**Instructions to follow**
Examine each line of the data. Copy those that contain the string "roof".

**Available data**

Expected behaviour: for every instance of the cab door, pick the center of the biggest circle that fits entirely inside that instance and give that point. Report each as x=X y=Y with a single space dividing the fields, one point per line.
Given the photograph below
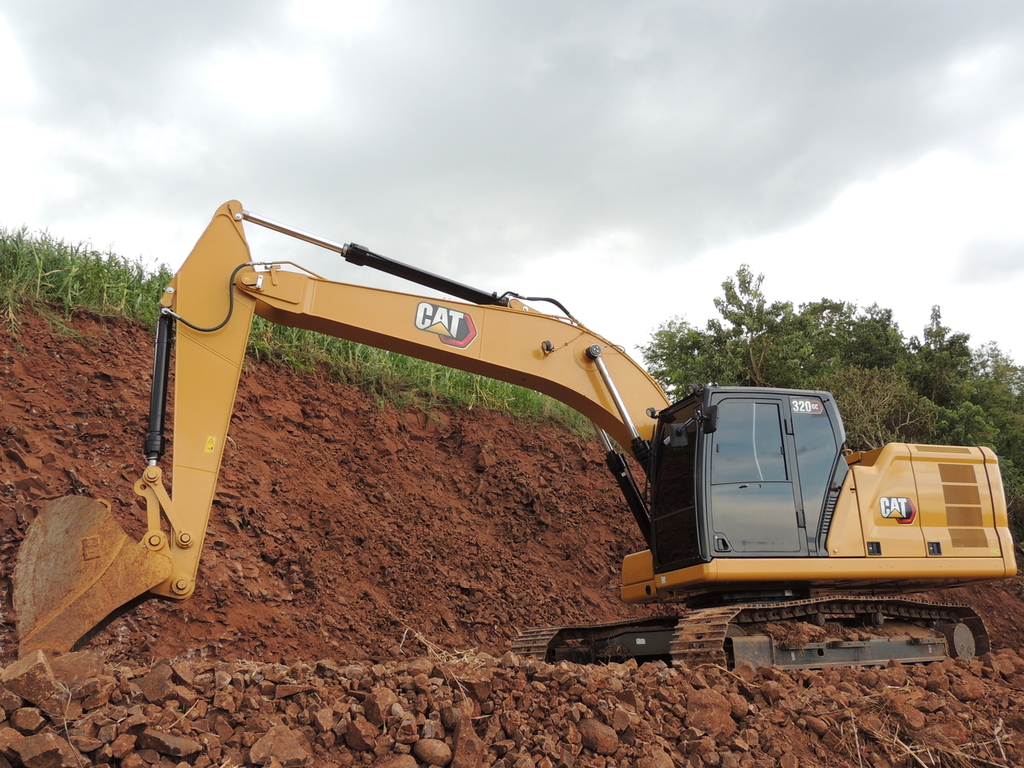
x=751 y=488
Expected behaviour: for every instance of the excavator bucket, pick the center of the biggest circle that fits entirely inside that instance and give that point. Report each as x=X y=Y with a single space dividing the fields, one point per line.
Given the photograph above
x=76 y=566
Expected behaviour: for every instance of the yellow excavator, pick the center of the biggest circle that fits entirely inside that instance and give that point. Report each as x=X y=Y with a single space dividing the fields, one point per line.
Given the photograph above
x=754 y=512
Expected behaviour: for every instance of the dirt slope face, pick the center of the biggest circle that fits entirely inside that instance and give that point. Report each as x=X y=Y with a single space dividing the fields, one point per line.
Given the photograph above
x=340 y=527
x=351 y=546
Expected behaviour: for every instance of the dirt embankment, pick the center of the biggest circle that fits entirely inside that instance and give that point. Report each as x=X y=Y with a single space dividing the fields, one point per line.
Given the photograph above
x=351 y=547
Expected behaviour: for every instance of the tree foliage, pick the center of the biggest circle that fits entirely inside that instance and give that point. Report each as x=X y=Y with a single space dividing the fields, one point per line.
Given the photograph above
x=933 y=388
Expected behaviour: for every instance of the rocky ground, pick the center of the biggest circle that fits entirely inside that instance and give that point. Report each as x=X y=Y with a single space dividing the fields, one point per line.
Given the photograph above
x=364 y=573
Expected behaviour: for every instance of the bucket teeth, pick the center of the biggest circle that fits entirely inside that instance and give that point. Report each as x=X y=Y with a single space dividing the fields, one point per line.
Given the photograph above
x=75 y=567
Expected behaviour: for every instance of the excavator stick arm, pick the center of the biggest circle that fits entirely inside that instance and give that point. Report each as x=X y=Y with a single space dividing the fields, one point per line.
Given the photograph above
x=212 y=299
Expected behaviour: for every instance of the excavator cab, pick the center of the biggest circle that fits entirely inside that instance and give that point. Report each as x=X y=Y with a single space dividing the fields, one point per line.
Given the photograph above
x=743 y=473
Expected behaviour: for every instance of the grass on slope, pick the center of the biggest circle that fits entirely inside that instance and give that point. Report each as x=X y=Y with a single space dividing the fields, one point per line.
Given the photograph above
x=57 y=280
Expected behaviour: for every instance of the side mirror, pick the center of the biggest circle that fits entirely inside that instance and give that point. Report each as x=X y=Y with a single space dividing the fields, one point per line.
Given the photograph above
x=711 y=420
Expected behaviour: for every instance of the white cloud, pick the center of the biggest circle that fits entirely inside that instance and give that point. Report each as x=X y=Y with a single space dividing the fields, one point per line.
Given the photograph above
x=16 y=85
x=275 y=86
x=335 y=16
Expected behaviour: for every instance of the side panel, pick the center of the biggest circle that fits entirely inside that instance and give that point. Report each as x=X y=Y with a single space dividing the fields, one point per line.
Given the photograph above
x=956 y=513
x=887 y=496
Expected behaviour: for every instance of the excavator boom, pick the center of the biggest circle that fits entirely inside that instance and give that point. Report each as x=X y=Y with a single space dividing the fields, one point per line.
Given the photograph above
x=752 y=507
x=62 y=589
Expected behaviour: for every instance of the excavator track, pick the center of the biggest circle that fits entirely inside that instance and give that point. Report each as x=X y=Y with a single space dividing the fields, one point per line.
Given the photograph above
x=731 y=635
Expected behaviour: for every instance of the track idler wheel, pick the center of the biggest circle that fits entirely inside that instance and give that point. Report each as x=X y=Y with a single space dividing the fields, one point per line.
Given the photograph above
x=960 y=639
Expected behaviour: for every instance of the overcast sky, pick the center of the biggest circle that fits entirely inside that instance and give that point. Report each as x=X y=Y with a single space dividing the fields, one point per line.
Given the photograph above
x=623 y=157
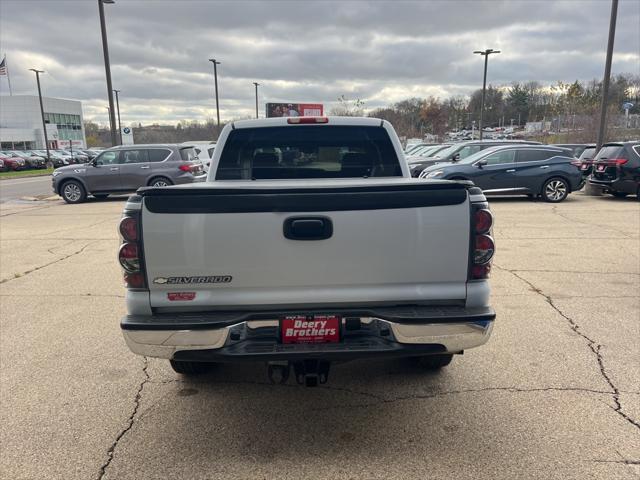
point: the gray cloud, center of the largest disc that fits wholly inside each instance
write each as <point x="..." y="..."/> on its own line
<point x="302" y="51"/>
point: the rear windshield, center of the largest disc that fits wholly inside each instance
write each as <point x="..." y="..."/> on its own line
<point x="309" y="151"/>
<point x="610" y="151"/>
<point x="188" y="154"/>
<point x="588" y="153"/>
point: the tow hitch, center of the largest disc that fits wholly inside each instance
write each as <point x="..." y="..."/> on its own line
<point x="310" y="372"/>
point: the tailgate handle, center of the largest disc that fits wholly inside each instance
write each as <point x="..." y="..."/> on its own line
<point x="307" y="228"/>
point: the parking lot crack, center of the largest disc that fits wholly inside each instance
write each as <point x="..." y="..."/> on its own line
<point x="594" y="346"/>
<point x="590" y="223"/>
<point x="379" y="400"/>
<point x="129" y="423"/>
<point x="22" y="274"/>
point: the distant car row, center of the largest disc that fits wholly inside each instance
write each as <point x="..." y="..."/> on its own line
<point x="35" y="159"/>
<point x="126" y="168"/>
<point x="551" y="172"/>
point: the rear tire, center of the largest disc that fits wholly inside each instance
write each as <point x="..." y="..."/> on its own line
<point x="434" y="362"/>
<point x="160" y="182"/>
<point x="191" y="368"/>
<point x="555" y="190"/>
<point x="72" y="191"/>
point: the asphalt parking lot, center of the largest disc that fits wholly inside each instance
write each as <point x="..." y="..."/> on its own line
<point x="554" y="394"/>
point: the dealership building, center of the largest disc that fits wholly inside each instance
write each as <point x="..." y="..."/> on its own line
<point x="21" y="123"/>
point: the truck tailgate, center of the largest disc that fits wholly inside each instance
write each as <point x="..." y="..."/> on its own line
<point x="216" y="247"/>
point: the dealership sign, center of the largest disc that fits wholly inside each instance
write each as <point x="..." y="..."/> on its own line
<point x="294" y="109"/>
<point x="127" y="135"/>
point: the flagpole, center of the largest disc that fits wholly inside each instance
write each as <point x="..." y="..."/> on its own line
<point x="8" y="75"/>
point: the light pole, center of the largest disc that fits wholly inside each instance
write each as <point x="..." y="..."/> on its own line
<point x="44" y="124"/>
<point x="256" y="84"/>
<point x="107" y="68"/>
<point x="485" y="54"/>
<point x="118" y="109"/>
<point x="215" y="79"/>
<point x="607" y="73"/>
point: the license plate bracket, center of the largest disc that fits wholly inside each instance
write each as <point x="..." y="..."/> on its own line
<point x="310" y="329"/>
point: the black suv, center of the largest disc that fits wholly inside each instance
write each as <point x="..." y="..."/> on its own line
<point x="460" y="151"/>
<point x="616" y="169"/>
<point x="550" y="172"/>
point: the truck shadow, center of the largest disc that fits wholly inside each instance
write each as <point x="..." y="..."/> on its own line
<point x="366" y="408"/>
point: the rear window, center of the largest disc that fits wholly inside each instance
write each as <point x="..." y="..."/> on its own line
<point x="588" y="153"/>
<point x="188" y="154"/>
<point x="158" y="155"/>
<point x="610" y="151"/>
<point x="315" y="151"/>
<point x="536" y="155"/>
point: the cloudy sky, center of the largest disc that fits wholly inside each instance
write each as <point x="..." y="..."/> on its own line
<point x="301" y="51"/>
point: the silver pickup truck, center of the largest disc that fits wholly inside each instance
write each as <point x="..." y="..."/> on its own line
<point x="310" y="243"/>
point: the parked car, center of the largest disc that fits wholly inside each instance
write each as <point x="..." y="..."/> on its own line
<point x="550" y="172"/>
<point x="204" y="152"/>
<point x="616" y="169"/>
<point x="460" y="151"/>
<point x="91" y="153"/>
<point x="425" y="150"/>
<point x="298" y="264"/>
<point x="66" y="155"/>
<point x="78" y="155"/>
<point x="55" y="158"/>
<point x="411" y="148"/>
<point x="417" y="163"/>
<point x="576" y="148"/>
<point x="586" y="160"/>
<point x="12" y="162"/>
<point x="124" y="169"/>
<point x="31" y="160"/>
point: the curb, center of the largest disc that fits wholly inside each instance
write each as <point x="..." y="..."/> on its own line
<point x="17" y="177"/>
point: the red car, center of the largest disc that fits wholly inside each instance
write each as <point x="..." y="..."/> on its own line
<point x="13" y="163"/>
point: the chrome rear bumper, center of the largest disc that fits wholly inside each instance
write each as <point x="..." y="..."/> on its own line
<point x="258" y="339"/>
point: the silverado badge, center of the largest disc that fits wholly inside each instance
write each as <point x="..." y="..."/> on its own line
<point x="192" y="280"/>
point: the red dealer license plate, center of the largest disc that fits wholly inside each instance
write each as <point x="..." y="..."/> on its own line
<point x="310" y="329"/>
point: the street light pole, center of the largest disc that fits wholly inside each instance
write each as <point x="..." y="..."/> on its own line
<point x="607" y="74"/>
<point x="107" y="68"/>
<point x="118" y="109"/>
<point x="215" y="79"/>
<point x="485" y="54"/>
<point x="256" y="84"/>
<point x="44" y="124"/>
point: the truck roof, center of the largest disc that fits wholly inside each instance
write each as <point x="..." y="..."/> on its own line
<point x="283" y="121"/>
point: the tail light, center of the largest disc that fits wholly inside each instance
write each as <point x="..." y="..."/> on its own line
<point x="302" y="120"/>
<point x="484" y="249"/>
<point x="483" y="220"/>
<point x="130" y="253"/>
<point x="614" y="162"/>
<point x="129" y="258"/>
<point x="482" y="244"/>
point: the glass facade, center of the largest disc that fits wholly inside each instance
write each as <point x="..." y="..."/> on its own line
<point x="69" y="126"/>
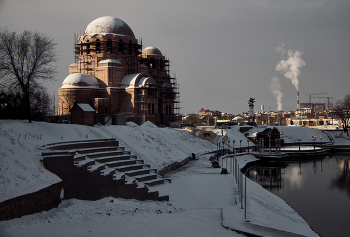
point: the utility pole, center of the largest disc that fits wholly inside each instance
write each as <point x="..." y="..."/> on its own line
<point x="327" y="100"/>
<point x="310" y="98"/>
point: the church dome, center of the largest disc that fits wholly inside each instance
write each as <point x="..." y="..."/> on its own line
<point x="79" y="80"/>
<point x="108" y="24"/>
<point x="151" y="50"/>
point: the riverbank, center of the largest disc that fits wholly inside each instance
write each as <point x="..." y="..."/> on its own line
<point x="202" y="201"/>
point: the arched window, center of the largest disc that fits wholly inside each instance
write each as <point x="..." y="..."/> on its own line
<point x="98" y="46"/>
<point x="152" y="63"/>
<point x="161" y="64"/>
<point x="109" y="46"/>
<point x="88" y="47"/>
<point x="130" y="48"/>
<point x="120" y="46"/>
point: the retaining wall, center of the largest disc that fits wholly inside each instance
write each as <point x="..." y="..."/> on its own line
<point x="42" y="200"/>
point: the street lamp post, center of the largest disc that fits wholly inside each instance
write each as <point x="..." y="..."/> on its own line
<point x="299" y="143"/>
<point x="233" y="148"/>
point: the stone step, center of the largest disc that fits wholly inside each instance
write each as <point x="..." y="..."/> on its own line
<point x="154" y="182"/>
<point x="137" y="172"/>
<point x="106" y="153"/>
<point x="130" y="167"/>
<point x="112" y="158"/>
<point x="84" y="163"/>
<point x="146" y="177"/>
<point x="96" y="166"/>
<point x="85" y="144"/>
<point x="121" y="163"/>
<point x="99" y="149"/>
<point x="163" y="198"/>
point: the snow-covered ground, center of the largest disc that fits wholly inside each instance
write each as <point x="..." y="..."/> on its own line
<point x="202" y="200"/>
<point x="21" y="169"/>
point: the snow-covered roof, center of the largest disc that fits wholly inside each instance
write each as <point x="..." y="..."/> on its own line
<point x="237" y="118"/>
<point x="86" y="107"/>
<point x="137" y="80"/>
<point x="79" y="80"/>
<point x="151" y="50"/>
<point x="110" y="61"/>
<point x="108" y="24"/>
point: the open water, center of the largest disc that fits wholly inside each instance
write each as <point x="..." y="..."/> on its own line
<point x="319" y="190"/>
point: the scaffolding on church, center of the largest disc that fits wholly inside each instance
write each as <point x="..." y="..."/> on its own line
<point x="165" y="92"/>
<point x="85" y="54"/>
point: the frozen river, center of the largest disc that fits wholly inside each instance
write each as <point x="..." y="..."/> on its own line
<point x="318" y="190"/>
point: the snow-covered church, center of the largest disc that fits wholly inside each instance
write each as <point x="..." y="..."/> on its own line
<point x="114" y="75"/>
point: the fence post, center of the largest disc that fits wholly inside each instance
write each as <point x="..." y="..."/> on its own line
<point x="245" y="198"/>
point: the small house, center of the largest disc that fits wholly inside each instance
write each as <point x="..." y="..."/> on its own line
<point x="82" y="114"/>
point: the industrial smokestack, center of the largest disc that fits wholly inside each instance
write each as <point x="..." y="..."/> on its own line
<point x="298" y="105"/>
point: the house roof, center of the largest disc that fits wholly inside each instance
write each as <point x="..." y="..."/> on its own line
<point x="85" y="107"/>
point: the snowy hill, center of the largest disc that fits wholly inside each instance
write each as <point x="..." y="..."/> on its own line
<point x="20" y="149"/>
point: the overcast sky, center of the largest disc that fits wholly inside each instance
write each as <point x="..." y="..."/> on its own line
<point x="223" y="52"/>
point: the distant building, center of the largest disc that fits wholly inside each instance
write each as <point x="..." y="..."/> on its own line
<point x="82" y="114"/>
<point x="315" y="107"/>
<point x="207" y="112"/>
<point x="114" y="76"/>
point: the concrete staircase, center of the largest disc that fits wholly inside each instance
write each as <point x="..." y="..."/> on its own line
<point x="101" y="168"/>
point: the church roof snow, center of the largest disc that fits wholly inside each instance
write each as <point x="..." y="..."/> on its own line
<point x="108" y="25"/>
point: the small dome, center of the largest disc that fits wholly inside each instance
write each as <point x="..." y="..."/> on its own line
<point x="79" y="80"/>
<point x="151" y="50"/>
<point x="108" y="24"/>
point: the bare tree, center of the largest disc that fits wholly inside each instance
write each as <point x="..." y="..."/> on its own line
<point x="342" y="109"/>
<point x="40" y="101"/>
<point x="24" y="60"/>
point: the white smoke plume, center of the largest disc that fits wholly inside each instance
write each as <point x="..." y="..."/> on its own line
<point x="275" y="88"/>
<point x="291" y="66"/>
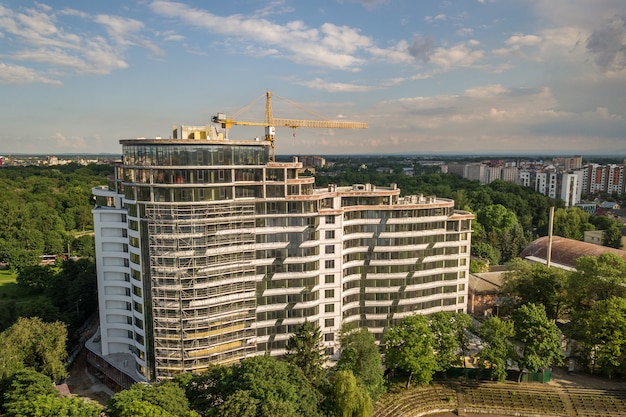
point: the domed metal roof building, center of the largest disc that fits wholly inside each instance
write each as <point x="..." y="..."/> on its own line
<point x="565" y="252"/>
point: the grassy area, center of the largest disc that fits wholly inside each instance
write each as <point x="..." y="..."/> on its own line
<point x="9" y="290"/>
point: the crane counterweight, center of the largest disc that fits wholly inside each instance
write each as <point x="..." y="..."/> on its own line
<point x="271" y="122"/>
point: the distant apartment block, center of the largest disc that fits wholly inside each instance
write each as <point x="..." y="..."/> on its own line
<point x="549" y="180"/>
<point x="312" y="161"/>
<point x="603" y="178"/>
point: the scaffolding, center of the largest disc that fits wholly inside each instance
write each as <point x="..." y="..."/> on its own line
<point x="203" y="284"/>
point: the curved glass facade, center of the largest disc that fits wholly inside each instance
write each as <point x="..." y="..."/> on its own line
<point x="230" y="251"/>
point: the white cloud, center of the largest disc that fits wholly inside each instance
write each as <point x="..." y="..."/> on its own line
<point x="15" y="74"/>
<point x="431" y="19"/>
<point x="337" y="87"/>
<point x="329" y="46"/>
<point x="37" y="37"/>
<point x="457" y="56"/>
<point x="523" y="40"/>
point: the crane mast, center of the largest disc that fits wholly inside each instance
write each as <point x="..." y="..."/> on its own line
<point x="271" y="122"/>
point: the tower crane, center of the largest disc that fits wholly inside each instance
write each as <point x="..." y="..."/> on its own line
<point x="271" y="122"/>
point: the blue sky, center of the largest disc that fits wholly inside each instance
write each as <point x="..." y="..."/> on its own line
<point x="460" y="76"/>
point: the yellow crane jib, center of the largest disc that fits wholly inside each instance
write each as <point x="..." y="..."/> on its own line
<point x="271" y="122"/>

**Your solution**
point: the truck roof, center of the largest disc that fits wholly inside each instance
point: the snow-covered roof, center of the largest disc that fits wholly inside each instance
point: the house roof, center of the largest disc that fits wholly inside each instance
point: the church roof snow, center of the largest disc that fits wholly inside each instance
point: the domed metal roof building, center of the largest disc that fits wholly inside each instance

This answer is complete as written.